** Start SUPPLIED MATERIAL **
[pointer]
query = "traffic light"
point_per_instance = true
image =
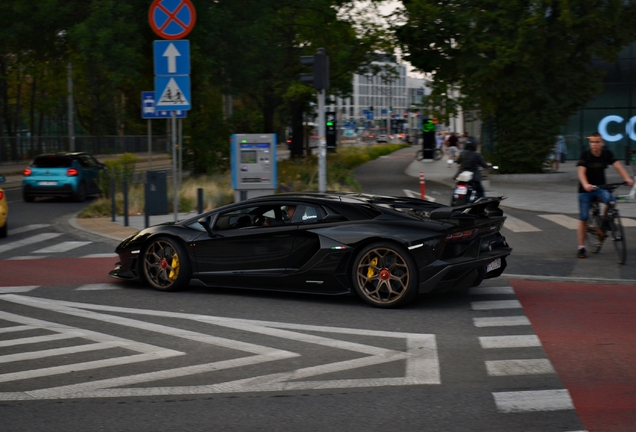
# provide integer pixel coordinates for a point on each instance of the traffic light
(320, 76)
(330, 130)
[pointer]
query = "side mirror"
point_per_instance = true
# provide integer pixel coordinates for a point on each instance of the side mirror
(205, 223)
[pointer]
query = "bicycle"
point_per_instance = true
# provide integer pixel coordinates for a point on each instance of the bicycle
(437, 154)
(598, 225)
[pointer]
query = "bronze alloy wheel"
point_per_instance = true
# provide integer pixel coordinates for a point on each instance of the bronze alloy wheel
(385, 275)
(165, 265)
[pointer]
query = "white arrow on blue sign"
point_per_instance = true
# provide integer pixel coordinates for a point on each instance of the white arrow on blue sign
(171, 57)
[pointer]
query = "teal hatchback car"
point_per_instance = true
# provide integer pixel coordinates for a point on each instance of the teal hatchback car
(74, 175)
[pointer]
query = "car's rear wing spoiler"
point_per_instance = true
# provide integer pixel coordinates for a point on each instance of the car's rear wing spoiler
** End SUPPLIED MATERIAL **
▸ WHAT TO PRODUCE
Set out all of the lines above as a numbered list, skipping any blank lines, and leave the pictures out of your answer.

▸ RESULT
1. [pointer]
2. query = "traffic light"
3. point_per_instance = true
4. image =
5. # provide integer pixel coordinates for a point on each instance of the traffic light
6. (320, 76)
7. (330, 130)
8. [pointer]
9. query = "side mirror"
10. point_per_instance = true
11. # provide integer pixel coordinates for a point on each instance of the side mirror
12. (205, 223)
13. [pointer]
14. query = "bicycle"
15. point_per_instance = true
16. # provide integer pixel coordinates for a point on each instance of the bicycle
17. (437, 154)
18. (598, 225)
19. [pointer]
20. query = "bronze alloy wheel"
21. point_per_instance = true
22. # provide integer pixel coordinates for a point on each instance of the bronze alloy wheel
23. (385, 275)
24. (165, 265)
25. [pointer]
26. query = "white arrow on blue sign"
27. point_per_instance = true
28. # provide integer pixel coordinates for a point on each instance of the white arrow on blue sign
29. (171, 57)
30. [pointer]
31. query = "teal hatchback car"
32. point_per_instance = true
33. # provide integer pixel coordinates for a point on each instance of the teal hatchback car
34. (74, 175)
35. [pointer]
36. query = "car's rear wing spoiler"
37. point_per_instance = true
38. # provide integer pixel coordinates for a point on each instance of the car's rear wing spoiler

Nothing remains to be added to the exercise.